== GIVEN ENTRIES ==
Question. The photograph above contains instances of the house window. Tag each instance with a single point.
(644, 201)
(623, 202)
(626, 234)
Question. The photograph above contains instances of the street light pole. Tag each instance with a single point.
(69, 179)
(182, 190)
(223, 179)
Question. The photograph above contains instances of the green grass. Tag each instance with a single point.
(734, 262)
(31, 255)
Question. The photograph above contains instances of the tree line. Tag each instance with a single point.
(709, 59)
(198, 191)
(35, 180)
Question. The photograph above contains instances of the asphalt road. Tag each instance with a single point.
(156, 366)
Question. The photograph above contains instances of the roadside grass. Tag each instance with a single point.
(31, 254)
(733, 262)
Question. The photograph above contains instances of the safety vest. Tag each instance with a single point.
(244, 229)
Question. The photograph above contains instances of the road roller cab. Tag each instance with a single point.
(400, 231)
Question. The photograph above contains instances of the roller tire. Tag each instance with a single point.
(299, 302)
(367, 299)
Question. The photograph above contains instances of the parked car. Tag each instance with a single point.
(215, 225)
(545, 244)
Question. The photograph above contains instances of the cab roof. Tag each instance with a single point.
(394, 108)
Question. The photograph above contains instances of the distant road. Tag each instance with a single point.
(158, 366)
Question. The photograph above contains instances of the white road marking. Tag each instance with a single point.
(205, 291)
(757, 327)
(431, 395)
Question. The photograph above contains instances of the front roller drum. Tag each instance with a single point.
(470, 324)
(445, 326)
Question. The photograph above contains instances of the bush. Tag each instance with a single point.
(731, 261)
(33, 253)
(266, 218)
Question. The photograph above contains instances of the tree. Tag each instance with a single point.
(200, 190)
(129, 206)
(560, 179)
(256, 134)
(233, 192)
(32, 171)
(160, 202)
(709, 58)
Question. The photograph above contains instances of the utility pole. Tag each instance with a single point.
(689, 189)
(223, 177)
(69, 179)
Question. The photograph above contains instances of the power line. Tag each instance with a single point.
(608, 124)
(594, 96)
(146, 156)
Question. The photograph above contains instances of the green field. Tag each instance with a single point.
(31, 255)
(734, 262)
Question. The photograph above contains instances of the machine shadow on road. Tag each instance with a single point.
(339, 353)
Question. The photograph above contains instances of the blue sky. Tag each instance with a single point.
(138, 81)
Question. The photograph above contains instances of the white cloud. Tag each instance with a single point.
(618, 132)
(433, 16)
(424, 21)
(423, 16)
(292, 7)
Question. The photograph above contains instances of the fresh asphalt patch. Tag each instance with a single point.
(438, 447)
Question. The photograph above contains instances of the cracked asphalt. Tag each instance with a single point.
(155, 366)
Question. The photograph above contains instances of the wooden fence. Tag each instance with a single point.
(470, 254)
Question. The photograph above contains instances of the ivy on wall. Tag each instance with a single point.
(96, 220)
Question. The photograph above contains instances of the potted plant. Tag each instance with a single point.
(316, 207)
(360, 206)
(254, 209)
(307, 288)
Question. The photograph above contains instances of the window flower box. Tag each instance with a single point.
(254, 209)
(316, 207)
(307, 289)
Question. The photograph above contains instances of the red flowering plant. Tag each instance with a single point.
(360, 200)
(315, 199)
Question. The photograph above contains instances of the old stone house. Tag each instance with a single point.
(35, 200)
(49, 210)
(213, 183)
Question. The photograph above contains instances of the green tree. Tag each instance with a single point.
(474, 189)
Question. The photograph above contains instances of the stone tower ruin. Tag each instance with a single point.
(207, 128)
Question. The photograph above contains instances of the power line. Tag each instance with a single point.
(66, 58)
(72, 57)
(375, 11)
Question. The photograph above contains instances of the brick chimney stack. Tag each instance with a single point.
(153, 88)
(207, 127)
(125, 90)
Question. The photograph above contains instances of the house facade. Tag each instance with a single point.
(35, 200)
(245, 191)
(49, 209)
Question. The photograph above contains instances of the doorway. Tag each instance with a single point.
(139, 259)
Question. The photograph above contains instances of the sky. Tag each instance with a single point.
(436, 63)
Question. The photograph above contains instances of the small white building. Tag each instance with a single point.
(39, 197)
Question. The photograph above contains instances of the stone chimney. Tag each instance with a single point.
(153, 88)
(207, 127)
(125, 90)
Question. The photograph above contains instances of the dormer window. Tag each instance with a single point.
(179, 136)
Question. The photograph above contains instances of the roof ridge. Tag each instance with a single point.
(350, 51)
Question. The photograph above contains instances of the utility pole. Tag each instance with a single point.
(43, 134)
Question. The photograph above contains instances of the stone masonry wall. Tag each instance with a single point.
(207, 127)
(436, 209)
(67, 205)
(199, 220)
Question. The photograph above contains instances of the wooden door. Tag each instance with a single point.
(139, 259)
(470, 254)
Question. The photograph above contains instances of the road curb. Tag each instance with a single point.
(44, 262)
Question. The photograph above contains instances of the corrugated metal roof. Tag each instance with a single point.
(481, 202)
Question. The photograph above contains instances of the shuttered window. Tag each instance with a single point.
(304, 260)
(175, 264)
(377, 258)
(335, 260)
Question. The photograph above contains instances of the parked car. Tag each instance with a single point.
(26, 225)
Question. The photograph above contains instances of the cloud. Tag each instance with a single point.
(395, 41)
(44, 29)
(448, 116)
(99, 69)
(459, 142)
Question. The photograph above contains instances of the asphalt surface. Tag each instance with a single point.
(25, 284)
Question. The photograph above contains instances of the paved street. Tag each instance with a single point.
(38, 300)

== WHAT TO WORK ON ==
In full and exactly as written, repeat the data.

== TASK SOLUTION ==
Question. The photograph above contains instances of the house window. Tag each instance with a single point.
(644, 201)
(623, 202)
(626, 234)
Question. The photograph above contains instances of the street light pole. Tag each instance with a single point.
(69, 179)
(182, 190)
(223, 179)
Question. The photograph above contains instances of the green grass. Tag each instance with a single point.
(734, 262)
(31, 255)
Question. The photograph above contains instances of the tree line. Tag each instance with a single point.
(709, 59)
(198, 191)
(35, 180)
Question. The photograph above contains instances of the asphalt road. Tag each instance with a single point.
(156, 366)
Question. The photograph above contains instances of the roadside grass. Tag each instance with a single point.
(31, 254)
(733, 262)
Question. The photograph above contains instances of the safety vest. Tag each instance with a single point.
(244, 229)
Question. The photograph above contains instances of the road roller cab. Tag each instance with a single point.
(400, 231)
Question. The photograph above contains instances of the roller tire. Tag each instance with a single point.
(299, 302)
(367, 299)
Question. The photograph above contains instances of the parked car. Tag each instance with a single point.
(215, 225)
(545, 244)
Question. The photograph above contains instances of the cab roof. Tag each instance with a single point.
(394, 108)
Question. The photograph above contains instances of the distant road. Tag each instance with a single point.
(158, 366)
Question. The photograph above contains instances of the white road marking. Tag each instance with a single point.
(205, 291)
(757, 327)
(431, 395)
Question. The photograph above contains instances of the front roller drum. Tag each instance with a single point.
(470, 324)
(445, 326)
Question. The photograph above contains instances of the bush. Tag each instance with a single point.
(731, 261)
(33, 253)
(266, 218)
Question. The photograph above contains instances of the tree. Tag each instance with a single point.
(200, 190)
(129, 206)
(560, 179)
(256, 134)
(233, 192)
(32, 171)
(160, 202)
(709, 58)
Question. The photograph above contains instances of the utility pole. Tag each instance with a single point.
(689, 189)
(223, 177)
(69, 179)
Question. The photograph above contains instances of the power line. Tag each instance with a single point.
(608, 124)
(594, 96)
(146, 156)
Question. The photograph above contains instances of the green field. Tag each instance with a single point.
(31, 255)
(734, 262)
Question. The photograph above contains instances of the machine shadow on road. Tag each instance with a single point.
(339, 353)
Question. The photograph above contains instances of the blue sky. Tag each instance with a single point.
(138, 81)
Question. The photograph above contains instances of the white cloud. Tag each instance with a single point.
(618, 132)
(433, 16)
(424, 21)
(423, 16)
(292, 7)
Question. The photograph above contains instances of the fresh asphalt patch. Tag each instance with a single point.
(438, 447)
Question. The photograph above contains instances of the cracked asphalt. Tag each instance with a single point.
(155, 366)
Question. The photograph above contains instances of the wooden fence. Tag each instance with a single point.
(470, 254)
Question. The photograph above contains instances of the ivy on wall. Tag each instance with a single point.
(96, 220)
Question. The photograph above contains instances of the potted plant. Tag each instance with a single point.
(316, 207)
(360, 206)
(254, 209)
(307, 288)
Question. The photograph above contains instances of the window flower box. Tag each instance with a single point.
(254, 209)
(316, 207)
(307, 289)
Question. The photograph above contains instances of the red flowering plant. Tag each instance with a single point.
(360, 200)
(315, 199)
Question. The photograph above contains instances of the old stone house. Tag each instance with a single point.
(35, 200)
(49, 210)
(213, 183)
Question. The photograph above contains instances of the green tree. Tag each instance with a single point.
(474, 189)
Question. The photograph above contains instances of the stone tower ruin. Tag each instance with a single point.
(207, 128)
Question. The photograph above contains instances of the power line. Tag each instance with a single point.
(66, 58)
(72, 57)
(375, 11)
Question. The photograph above contains instances of the brick chimney stack. Tag each instance with a single point.
(153, 88)
(207, 127)
(125, 90)
Question. The photograph above contains instances of the house facade. Tag each instance with a single point.
(35, 200)
(245, 191)
(49, 209)
Question. The photograph above contains instances of the doorway. Tag each instance with a single point.
(139, 259)
Question. The photograph above contains instances of the sky. Tag each instance with a single point.
(436, 63)
Question. The photograph above contains instances of the small white building. Tag each instance with a single point.
(39, 197)
Question. The photograph above contains instances of the stone chimney. Tag each instance with a single point.
(153, 88)
(207, 127)
(125, 90)
Question. The photograph above contains instances of the dormer window. Tag each instance with a single point.
(179, 136)
Question. The photograph above contains instances of the roof ridge. Tag each instance with a single point.
(350, 51)
Question. The photograph above contains instances of the utility pole. Tag each instance with a single point.
(43, 134)
Question. The photograph above contains instances of the stone masonry wall. Tag each instance with a single point.
(207, 127)
(436, 209)
(67, 205)
(199, 220)
Question. The photograph above contains instances of the wooden door. Tag each instance with a single point.
(139, 259)
(470, 254)
Question. The photograph above contains instances of the road curb. Tag each instance with a single point.
(44, 262)
Question. The photograph above contains instances of the corrugated metal roof. Tag each instance with a single point.
(481, 202)
Question. The photograph above contains instances of the shuttered window. Tag each instance with a single point.
(304, 260)
(175, 264)
(377, 258)
(335, 260)
Question. The photograph above contains instances of the parked car. Tag each instance with a single point.
(26, 225)
Question. The photograph above contains instances of the cloud. Tag each instance with a single point.
(395, 41)
(44, 29)
(448, 116)
(99, 69)
(459, 142)
Question. The photograph above contains instances of the asphalt surface. Tag each instance with a single point.
(25, 284)
Question. The photograph above contains instances of the paved street. Tag each instance with a single point.
(38, 300)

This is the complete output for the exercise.